Task requirements:
Would you write out the entries below, every one of them, exactly?

Records shown:
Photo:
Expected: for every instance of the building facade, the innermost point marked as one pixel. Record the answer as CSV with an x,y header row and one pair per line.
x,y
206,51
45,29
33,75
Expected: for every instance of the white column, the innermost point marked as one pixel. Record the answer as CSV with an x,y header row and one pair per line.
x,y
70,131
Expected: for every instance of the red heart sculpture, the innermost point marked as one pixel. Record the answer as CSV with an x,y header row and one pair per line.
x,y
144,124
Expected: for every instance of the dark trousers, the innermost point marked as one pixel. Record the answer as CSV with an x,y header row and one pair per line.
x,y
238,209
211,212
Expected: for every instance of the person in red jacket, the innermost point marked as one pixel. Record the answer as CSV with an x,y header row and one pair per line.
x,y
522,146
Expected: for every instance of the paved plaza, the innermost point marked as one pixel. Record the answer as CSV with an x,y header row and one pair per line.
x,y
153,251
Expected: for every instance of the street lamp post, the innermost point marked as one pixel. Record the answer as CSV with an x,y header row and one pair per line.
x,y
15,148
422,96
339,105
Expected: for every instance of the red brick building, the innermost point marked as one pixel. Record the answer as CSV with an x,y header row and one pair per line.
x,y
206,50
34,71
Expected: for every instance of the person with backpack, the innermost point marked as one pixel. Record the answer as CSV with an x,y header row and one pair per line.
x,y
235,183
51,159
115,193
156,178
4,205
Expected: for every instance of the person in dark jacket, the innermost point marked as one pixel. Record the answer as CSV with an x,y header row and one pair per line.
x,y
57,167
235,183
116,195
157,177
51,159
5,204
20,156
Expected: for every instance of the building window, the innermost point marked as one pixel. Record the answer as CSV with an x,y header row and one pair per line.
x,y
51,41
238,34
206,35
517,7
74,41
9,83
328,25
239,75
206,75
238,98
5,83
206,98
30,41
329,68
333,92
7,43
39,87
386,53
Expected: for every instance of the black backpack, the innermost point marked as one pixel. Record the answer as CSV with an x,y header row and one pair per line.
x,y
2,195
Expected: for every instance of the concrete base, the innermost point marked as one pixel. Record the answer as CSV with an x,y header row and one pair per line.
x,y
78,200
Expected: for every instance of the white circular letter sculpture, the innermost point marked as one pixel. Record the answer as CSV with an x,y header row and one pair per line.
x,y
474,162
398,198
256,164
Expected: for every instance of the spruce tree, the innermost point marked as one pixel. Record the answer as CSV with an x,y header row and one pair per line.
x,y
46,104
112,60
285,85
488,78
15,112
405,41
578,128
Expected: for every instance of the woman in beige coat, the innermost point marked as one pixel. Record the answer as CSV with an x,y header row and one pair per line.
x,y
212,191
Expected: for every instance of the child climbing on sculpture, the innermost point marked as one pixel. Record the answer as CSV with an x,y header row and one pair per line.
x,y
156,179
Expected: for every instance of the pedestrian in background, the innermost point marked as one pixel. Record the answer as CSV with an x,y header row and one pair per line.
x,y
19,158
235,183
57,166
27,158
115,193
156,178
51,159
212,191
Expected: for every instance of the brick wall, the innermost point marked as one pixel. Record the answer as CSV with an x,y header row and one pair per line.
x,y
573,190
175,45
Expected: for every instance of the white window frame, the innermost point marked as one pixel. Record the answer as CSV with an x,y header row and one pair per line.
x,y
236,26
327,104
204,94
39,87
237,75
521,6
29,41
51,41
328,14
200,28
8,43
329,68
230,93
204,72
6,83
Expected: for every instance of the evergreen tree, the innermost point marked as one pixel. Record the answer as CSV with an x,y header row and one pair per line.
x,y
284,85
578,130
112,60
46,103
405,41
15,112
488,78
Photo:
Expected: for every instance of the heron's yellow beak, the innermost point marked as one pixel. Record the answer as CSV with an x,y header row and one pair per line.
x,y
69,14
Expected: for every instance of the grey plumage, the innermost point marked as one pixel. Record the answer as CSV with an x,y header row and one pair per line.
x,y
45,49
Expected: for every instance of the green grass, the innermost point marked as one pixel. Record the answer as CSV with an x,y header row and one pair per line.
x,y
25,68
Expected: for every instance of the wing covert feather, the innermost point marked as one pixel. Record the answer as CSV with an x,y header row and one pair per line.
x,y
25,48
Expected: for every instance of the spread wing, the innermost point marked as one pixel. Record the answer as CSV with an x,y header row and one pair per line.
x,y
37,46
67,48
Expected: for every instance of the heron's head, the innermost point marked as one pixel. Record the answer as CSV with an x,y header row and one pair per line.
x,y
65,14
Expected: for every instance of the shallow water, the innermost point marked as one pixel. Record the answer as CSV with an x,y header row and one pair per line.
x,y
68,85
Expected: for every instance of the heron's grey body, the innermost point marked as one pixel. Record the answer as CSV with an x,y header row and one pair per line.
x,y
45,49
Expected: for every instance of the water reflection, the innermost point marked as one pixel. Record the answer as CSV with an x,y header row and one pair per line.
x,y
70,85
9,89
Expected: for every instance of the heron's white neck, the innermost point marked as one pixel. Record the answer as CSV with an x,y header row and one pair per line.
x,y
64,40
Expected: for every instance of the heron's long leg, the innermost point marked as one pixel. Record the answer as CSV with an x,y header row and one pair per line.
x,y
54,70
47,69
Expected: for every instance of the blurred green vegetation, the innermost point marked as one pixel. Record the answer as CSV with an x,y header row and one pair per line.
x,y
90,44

Output for this task:
Photo:
Expected: for every instance of the building facade, the innermost point marked as one pixel. Record the answer as CSV with an x,y header row and one pair per line.
x,y
206,51
45,29
33,75
Expected: for every instance of the white column, the innermost point marked as one pixel. Record the answer as CSV with an x,y header row and one pair per line.
x,y
70,131
Expected: for every instance of the red heart sculpture, the innermost point marked as one pixel. Record the answer as CSV with an x,y header row and one pair per line.
x,y
144,124
Expected: for every instance of the dark trousers, the innermost point marked as one pixel. Record the answer as CSV with an x,y header row and one pair per line.
x,y
238,209
211,212
Expected: for every instance of the person in red jacket, the innermost point marked as one pixel. Record the answer as CSV with an x,y header row and one pair per line.
x,y
522,146
Expected: for every instance of the paved plaza, the innermost point marked as one pixel. Record the answer as CSV with an x,y header row and one pair per line.
x,y
153,251
Expected: for every instance of the street lamp post, the innermost point marked as one pixel. Record the answer as CSV with an x,y header row and one pair per line.
x,y
15,148
422,96
339,105
Expected: for every instance of the red brick building, the innermost point marked as one pixel. Record the answer as CSV with an x,y header row and one pair per line.
x,y
206,50
34,71
Expected: for every instance of the person with backpack, the innermost point marked as one pixel. Record the answer as CSV with an x,y header row and one pair per line.
x,y
235,183
51,159
115,193
156,178
4,205
Expected: for every instance of the person in dark jacket, the innermost point marked as one pixel. Record the answer as CSV with an x,y header row and one pair per line.
x,y
57,167
235,183
116,195
157,177
51,159
5,204
20,156
Expected: for every instance of the building window, the innermost point marked as one pixel. Record the answer as CSV with an x,y header row and one pair per line.
x,y
51,41
238,34
206,35
517,7
74,41
9,83
328,25
239,75
206,75
238,98
5,83
206,98
30,41
329,68
333,92
7,43
39,87
386,53
Expected: for every instance of the black backpack, the innermost point marked as one pixel. Record the answer as CSV with an x,y header row and one pair per line.
x,y
2,195
Expected: for every instance of the concrete base, the innermost point marked as one pixel. Record the answer as CSV with an x,y header row and one pair per line.
x,y
78,200
Expected: for every instance of the white circular letter sculpture, the innermost point marked as one pixel. Record the answer as CSV with an x,y header row and one pair per line.
x,y
474,162
398,198
256,164
Expected: for every instance of the spruce tree, the innermost point marked as one pixel. Record the answer as CSV with an x,y header row and one pair per line.
x,y
46,104
112,60
285,85
488,78
15,112
405,41
578,128
Expected: for every instance of the woman in beige coat, the innermost point marked as one pixel. Record the answer as CSV with an x,y header row and one pair per line.
x,y
212,191
Expected: for every instance of the child climbing on sculpture, the innermost point marked as one pixel. Record the answer as CSV with an x,y header row and one pair per line.
x,y
156,179
Expected: for every instance of the pedestrian in background, the innermost point marked as one pixel. Record the answer as CSV with an x,y header row and one pair per line.
x,y
19,158
235,183
57,166
27,158
115,193
156,178
51,159
212,191
Expected: for every instance of the brick wall, the innermost point marked as one pixel. Record the answer as CSV with an x,y header row and one pair per line.
x,y
573,190
175,45
Expected: for every instance of the white window frame, the innermost point marked as one pixel. Record the answer as CSV with an x,y header row and one pair per line.
x,y
236,26
327,104
204,94
39,87
237,75
521,6
29,41
51,41
328,14
200,28
8,43
329,68
230,93
204,72
6,83
Expected: for every instance of the evergreen tree, the innermost point marked as one pixel. Record the answer as CSV with an x,y header row and one pair per line.
x,y
284,85
578,130
112,60
46,103
405,41
15,112
488,78
Photo:
Expected: for every instance of the heron's yellow beak, the innermost point marked as one pixel. Record the answer as CSV with an x,y header row and one pair per line.
x,y
69,14
Expected: for every instance of the grey plumage, the innermost point marked as one pixel. Record the answer as CSV with an x,y header row and one pair per line.
x,y
45,49
Expected: for every instance of the green grass, the innermost point marked as one pixel. Record the answer as CSV with an x,y header row and one pair per line.
x,y
25,68
Expected: for every instance of the wing covert feather, the innermost point marked as one pixel. Record the answer as CSV with an x,y header row and one pair per line.
x,y
25,48
Expected: for every instance of the spread wing, the innermost point marked as one pixel. Record the answer as CSV with an x,y header row and one pair per line.
x,y
37,46
67,48
Expected: for every instance of the heron's head, the innermost point marked as one pixel. Record the answer as CSV with an x,y header row and one pair per line.
x,y
65,14
Expected: for every instance of the shallow water, the innermost point marked as one pixel. Record the answer as CSV with an x,y header row and one pair per line.
x,y
68,85
Expected: for every instance of the heron's grey body, the innermost point marked as one pixel. Record the answer as CSV with an x,y header row and one pair per line.
x,y
45,49
Expected: for every instance of the water reflection, the innermost point marked as one pixel. Record the answer as CSV with an x,y header row and one pair per line.
x,y
70,85
9,89
Expected: for every instance of the heron's white neck, the innermost point marked as one pixel. Record the answer as CSV with an x,y header row and one pair per line.
x,y
64,40
Expected: for every instance of the heron's long leg, the innermost point marked as one pixel. Record the answer as CSV with an x,y header row and one pair per line.
x,y
54,70
47,69
Expected: for every instance of the blurred green vegetation, the innermost point marked as one pixel. Record the answer as CSV with an x,y header row and one pair per line.
x,y
90,44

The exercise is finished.